*** Opening Record set ***
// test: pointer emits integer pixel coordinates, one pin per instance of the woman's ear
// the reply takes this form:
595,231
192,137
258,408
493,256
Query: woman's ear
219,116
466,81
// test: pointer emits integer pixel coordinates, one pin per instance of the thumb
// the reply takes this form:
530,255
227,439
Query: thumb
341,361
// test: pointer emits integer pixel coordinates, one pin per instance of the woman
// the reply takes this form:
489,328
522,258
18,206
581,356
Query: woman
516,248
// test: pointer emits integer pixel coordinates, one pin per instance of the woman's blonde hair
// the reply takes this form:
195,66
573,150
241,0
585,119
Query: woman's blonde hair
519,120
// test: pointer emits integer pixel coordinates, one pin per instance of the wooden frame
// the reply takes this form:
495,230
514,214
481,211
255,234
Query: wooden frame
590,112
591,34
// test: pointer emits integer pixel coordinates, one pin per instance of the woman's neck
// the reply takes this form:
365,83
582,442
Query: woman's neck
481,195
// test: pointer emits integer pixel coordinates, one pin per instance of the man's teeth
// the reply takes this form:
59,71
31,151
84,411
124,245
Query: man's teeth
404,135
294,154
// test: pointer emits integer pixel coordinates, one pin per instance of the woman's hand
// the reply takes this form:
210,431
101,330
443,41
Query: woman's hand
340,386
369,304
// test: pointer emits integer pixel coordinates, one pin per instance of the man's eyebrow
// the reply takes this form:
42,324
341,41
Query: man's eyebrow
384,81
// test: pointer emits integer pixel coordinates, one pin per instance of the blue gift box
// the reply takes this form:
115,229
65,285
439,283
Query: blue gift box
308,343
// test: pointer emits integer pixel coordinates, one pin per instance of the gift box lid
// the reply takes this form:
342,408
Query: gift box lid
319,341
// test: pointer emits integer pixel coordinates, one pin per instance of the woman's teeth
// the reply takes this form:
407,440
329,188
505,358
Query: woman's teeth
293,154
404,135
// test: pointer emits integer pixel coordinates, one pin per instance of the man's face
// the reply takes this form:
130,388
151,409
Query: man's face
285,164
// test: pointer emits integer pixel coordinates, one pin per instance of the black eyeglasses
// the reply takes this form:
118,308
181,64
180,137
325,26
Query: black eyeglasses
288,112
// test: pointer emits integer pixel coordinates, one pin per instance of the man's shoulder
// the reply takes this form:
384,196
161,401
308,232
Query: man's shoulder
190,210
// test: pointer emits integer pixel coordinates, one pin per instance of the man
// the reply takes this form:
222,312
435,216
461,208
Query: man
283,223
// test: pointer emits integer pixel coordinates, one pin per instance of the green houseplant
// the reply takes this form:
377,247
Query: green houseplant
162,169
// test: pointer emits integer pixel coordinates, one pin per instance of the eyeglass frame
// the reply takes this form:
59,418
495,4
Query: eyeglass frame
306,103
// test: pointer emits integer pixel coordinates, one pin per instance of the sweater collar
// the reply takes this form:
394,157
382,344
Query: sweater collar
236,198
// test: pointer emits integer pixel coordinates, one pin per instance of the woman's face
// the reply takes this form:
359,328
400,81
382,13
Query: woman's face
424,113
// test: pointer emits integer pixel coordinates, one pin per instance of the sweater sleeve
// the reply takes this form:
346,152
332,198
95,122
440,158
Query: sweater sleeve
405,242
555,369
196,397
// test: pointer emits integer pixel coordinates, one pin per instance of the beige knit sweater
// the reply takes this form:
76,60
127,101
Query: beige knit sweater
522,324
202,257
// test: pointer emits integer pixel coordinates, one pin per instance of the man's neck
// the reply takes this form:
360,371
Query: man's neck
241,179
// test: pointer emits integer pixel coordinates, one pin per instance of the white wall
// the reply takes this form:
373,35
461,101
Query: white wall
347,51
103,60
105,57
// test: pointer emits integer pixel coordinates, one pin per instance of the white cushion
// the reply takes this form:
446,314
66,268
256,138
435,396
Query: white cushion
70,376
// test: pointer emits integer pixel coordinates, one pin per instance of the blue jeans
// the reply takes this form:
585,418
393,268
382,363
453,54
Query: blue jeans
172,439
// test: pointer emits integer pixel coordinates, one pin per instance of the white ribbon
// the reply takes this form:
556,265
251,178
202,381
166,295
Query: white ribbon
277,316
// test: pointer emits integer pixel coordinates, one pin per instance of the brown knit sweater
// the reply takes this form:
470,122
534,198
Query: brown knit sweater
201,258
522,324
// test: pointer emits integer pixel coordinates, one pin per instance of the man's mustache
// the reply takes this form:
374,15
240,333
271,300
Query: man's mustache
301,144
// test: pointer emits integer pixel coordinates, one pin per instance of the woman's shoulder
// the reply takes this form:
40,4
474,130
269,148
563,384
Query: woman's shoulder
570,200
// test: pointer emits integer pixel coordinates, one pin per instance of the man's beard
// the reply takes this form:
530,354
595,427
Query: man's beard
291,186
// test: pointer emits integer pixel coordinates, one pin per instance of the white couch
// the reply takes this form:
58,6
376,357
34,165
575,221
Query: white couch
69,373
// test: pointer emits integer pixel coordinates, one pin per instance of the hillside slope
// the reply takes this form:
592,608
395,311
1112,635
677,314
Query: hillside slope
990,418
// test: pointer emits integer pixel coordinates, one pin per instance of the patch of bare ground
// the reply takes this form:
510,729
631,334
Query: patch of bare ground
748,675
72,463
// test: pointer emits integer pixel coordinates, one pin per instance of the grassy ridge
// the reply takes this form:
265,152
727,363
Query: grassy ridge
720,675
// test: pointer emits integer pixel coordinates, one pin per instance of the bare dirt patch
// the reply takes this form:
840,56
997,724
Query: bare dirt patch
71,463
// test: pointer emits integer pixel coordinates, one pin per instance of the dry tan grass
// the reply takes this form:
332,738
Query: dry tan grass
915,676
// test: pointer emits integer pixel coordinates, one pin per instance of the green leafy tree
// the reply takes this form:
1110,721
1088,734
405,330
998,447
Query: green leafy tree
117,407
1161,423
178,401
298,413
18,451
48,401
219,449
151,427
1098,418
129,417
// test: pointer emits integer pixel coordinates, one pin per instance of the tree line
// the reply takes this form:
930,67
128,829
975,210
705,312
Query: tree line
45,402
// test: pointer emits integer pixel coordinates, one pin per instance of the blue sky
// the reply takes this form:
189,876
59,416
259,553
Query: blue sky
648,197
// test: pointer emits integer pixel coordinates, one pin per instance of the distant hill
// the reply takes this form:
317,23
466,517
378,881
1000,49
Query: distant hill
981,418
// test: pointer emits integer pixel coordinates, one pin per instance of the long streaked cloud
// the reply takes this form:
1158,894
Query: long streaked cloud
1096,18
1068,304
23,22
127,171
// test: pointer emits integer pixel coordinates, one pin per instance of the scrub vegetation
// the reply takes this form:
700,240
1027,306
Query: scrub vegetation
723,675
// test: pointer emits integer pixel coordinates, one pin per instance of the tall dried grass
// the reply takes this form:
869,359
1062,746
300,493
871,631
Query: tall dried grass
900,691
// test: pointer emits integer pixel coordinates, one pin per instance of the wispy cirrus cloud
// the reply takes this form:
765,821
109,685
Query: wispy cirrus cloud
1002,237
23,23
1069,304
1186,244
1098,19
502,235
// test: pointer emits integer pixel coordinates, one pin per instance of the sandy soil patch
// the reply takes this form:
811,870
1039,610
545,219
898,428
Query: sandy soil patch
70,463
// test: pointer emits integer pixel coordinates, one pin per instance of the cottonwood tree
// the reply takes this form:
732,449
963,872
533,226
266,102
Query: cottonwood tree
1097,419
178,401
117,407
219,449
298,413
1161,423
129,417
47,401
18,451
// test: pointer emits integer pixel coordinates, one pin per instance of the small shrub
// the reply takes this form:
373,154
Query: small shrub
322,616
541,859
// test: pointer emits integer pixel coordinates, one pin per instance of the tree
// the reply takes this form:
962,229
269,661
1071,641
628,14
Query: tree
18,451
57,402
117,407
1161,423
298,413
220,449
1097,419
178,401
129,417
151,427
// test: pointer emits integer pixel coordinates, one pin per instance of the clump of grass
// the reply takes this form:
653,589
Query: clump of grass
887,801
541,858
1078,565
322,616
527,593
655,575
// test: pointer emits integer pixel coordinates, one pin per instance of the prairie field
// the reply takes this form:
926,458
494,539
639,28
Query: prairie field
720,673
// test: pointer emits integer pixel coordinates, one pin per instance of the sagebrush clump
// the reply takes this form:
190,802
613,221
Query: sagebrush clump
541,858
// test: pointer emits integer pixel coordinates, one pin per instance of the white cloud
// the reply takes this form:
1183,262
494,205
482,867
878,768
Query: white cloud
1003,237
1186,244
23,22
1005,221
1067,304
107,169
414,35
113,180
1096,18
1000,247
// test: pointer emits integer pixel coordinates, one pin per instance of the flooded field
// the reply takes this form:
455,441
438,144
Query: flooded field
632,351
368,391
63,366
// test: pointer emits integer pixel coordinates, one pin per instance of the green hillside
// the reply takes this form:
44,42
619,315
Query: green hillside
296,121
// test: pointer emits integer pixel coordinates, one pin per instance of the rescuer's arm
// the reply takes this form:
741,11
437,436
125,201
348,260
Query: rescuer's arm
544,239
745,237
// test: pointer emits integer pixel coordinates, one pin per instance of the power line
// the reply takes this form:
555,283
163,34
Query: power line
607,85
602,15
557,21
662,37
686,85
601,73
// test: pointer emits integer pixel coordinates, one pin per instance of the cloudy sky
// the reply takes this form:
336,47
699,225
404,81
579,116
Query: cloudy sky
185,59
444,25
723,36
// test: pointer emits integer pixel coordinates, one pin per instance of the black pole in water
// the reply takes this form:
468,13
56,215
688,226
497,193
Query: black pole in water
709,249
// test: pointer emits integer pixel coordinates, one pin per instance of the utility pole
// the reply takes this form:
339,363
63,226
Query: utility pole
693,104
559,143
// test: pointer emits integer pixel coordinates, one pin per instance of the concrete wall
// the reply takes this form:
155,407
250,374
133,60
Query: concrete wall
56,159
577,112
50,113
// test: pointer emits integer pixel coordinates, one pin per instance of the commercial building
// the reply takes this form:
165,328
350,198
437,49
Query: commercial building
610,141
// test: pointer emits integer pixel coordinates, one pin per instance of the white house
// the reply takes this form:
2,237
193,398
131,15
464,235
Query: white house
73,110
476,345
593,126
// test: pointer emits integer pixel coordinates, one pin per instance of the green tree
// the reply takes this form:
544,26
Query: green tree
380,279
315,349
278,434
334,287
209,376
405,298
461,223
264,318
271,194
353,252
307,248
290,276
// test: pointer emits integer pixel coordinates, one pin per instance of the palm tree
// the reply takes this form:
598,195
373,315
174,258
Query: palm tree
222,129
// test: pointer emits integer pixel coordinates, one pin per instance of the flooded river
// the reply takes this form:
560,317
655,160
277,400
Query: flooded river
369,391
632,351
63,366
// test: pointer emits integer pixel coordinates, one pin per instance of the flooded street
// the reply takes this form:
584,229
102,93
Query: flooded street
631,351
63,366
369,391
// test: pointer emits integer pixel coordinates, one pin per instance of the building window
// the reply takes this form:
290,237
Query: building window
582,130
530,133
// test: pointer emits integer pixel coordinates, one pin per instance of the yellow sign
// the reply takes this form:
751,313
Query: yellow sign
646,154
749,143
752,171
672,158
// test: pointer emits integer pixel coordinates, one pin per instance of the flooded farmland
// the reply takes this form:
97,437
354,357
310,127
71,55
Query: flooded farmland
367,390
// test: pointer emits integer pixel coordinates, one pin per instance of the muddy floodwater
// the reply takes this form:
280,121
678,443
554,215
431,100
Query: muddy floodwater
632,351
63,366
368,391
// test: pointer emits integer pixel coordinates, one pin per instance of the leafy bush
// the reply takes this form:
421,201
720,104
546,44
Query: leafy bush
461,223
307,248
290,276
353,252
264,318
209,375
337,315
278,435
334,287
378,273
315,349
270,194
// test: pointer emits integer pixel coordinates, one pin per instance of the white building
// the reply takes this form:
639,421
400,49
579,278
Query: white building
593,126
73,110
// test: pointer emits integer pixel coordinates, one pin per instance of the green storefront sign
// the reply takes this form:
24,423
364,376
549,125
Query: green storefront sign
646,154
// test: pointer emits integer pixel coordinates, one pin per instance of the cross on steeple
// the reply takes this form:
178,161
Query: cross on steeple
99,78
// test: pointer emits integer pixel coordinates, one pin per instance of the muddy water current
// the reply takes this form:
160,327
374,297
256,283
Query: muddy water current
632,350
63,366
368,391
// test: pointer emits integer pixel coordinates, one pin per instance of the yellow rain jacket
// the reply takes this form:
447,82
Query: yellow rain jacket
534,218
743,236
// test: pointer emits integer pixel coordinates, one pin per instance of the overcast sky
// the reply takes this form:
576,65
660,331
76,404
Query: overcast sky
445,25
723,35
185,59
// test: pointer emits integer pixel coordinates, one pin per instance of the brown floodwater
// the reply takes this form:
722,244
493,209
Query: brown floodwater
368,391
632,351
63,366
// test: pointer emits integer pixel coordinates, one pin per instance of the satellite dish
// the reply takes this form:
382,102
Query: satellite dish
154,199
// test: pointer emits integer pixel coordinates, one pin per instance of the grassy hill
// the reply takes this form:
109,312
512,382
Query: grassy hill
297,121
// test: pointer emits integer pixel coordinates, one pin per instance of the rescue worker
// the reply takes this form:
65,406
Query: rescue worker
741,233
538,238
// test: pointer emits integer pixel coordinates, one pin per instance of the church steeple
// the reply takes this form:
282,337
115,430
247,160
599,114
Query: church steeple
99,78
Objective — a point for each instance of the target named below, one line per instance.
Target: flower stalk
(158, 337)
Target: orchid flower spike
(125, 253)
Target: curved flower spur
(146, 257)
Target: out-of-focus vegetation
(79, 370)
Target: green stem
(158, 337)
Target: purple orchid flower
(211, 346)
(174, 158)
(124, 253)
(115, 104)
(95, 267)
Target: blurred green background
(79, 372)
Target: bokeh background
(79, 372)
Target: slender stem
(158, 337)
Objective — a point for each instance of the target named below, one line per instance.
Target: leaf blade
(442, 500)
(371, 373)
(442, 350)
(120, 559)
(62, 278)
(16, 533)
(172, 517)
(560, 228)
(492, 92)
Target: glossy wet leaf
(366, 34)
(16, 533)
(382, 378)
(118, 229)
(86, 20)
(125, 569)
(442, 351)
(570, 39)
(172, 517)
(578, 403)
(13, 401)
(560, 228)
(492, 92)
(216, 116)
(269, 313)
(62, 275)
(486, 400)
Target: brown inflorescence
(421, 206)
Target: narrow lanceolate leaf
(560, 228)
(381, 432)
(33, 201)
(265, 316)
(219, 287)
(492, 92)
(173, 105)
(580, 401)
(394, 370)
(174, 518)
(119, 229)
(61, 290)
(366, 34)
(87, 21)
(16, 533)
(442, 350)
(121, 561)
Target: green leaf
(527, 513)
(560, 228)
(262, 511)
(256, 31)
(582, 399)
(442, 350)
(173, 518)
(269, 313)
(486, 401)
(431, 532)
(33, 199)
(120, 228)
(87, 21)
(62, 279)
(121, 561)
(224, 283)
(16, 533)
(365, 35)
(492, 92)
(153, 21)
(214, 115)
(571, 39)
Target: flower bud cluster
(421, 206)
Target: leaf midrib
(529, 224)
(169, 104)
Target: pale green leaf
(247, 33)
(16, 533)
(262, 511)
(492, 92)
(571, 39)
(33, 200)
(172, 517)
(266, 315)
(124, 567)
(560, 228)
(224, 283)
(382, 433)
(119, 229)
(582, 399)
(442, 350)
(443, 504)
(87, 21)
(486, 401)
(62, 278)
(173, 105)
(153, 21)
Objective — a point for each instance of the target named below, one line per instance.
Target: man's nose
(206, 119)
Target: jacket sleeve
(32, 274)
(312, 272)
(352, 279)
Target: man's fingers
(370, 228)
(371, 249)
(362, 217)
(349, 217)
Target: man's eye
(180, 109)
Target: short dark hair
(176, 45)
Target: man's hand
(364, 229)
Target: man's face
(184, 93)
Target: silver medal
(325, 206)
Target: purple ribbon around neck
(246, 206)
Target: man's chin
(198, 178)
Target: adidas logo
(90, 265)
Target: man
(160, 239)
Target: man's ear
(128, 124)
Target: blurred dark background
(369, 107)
*** Closing Record set ***
■ Work to be completed ■
Using the entries shown above, reproduce verbatim the lines from the line bearing "the man's mustache" to the line bearing "the tree line", inclusive.

■ Response ■
// test: pointer emits integer pixel coordinates, one pin per instance of the man's mustache
// the reply takes this form:
374,15
240,333
271,300
Query: man's mustache
301,144
// test: pointer emits integer pixel coordinates, one pin per instance of the woman's shoulder
// the reply takes this form:
40,4
474,130
269,148
563,384
Query: woman's shoulder
570,200
// test: pointer emits integer pixel coordinates, one pin per instance of the man's beard
// the reply takes this form:
530,354
595,427
Query: man's beard
291,186
// test: pointer emits integer pixel coordinates, one pin per instance of the white couch
// the reply takes this form:
58,6
376,357
34,165
575,221
Query: white couch
69,373
// test: pointer emits integer pixel coordinates, one pin per instance of the hillside slope
// the reply takes this form:
592,608
395,311
1112,635
677,314
Query: hillside slope
990,418
// test: pointer emits integer pixel coordinates, one pin per instance of the patch of bare ground
// the reply takes this form:
510,729
631,334
Query: patch of bare ground
748,675
72,463
// test: pointer emits integer pixel coordinates, one pin per instance of the grassy ridge
// the reply takes this form:
265,152
727,363
Query: grassy ridge
720,675
// test: pointer emits integer pixel coordinates, one pin per instance of the bare dirt patch
// the reply takes this form:
840,56
997,724
Query: bare dirt patch
71,463
// test: pointer emits integer pixel coordinates, one pin per instance of the dry tan grass
// the reply takes this form:
332,738
Query: dry tan grass
915,676
// test: pointer emits integer pixel coordinates, one pin per instance of the green leafy tree
// the reply takes this form:
1110,721
1088,734
405,330
998,447
Query: green leafy tree
117,407
1161,423
178,401
298,413
18,451
48,401
219,449
151,427
1098,418
129,417
// test: pointer emits integer pixel coordinates, one pin per instance of the tree line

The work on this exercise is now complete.